◆ **Given task**:
Copy each of the lines below word for word, but leave the pictures out.

Entries for labeling image locations
+++++

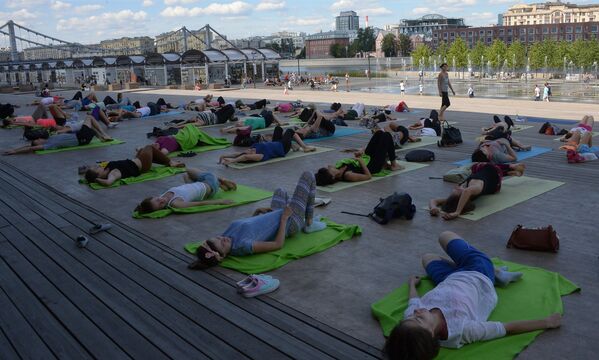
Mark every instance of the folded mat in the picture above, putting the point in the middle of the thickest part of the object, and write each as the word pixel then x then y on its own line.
pixel 93 144
pixel 514 190
pixel 342 185
pixel 296 246
pixel 536 296
pixel 521 155
pixel 290 155
pixel 243 195
pixel 339 132
pixel 155 173
pixel 426 140
pixel 595 133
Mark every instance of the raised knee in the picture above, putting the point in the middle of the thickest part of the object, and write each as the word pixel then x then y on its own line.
pixel 446 236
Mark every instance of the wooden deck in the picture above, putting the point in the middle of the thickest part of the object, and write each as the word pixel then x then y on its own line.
pixel 127 295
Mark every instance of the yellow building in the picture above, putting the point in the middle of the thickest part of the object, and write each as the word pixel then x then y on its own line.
pixel 550 13
pixel 132 46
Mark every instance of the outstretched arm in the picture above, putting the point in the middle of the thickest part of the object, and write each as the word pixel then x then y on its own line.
pixel 517 327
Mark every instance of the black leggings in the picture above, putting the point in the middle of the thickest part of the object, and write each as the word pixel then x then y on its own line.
pixel 380 148
pixel 109 101
pixel 284 139
pixel 225 113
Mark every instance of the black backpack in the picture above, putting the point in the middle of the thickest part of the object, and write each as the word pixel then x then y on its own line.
pixel 393 206
pixel 451 136
pixel 420 155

+++++

◆ **Final result**:
Mark every instance of the folded mat in the picture above, putting the point in the middle of the thickest part of the object, and write each as the word pixel then x then y on its own line.
pixel 93 144
pixel 514 190
pixel 342 185
pixel 296 246
pixel 536 296
pixel 521 155
pixel 290 155
pixel 243 195
pixel 339 132
pixel 155 173
pixel 426 140
pixel 595 133
Mark every instance of the raised knee in the picture above, putting the point in the middle of the thickest part of the object, and write each as the word pixel then x then y on its own line.
pixel 446 236
Mark every instance of the wooden deck in the picture above, putting the point in the middle of the thickest part of the object, and write each as the word pixel then x then y on its own line.
pixel 127 295
Mark every instance of the yellow building in the picture above, putting the point in the middle of the thickest part of the object, and write each as the word pixel then x then y on its own line.
pixel 550 13
pixel 132 46
Mark every instance of the outstretched arm in the picture above, putting the point in the middle of the thickest part of the object, and write each as the word pixel then x then y on its own line.
pixel 517 327
Mark every instance of the black leggings in the picture above, putting the point in the middle of the thickest part of the object, and write each as the word pixel then x then y on its own line.
pixel 380 148
pixel 109 101
pixel 284 139
pixel 225 113
Mark every instance of the black backpack in the picture above, putting the point in the middle of the thickest part of the object, and write each as the word pixel then x then y on its own line.
pixel 393 206
pixel 451 136
pixel 420 155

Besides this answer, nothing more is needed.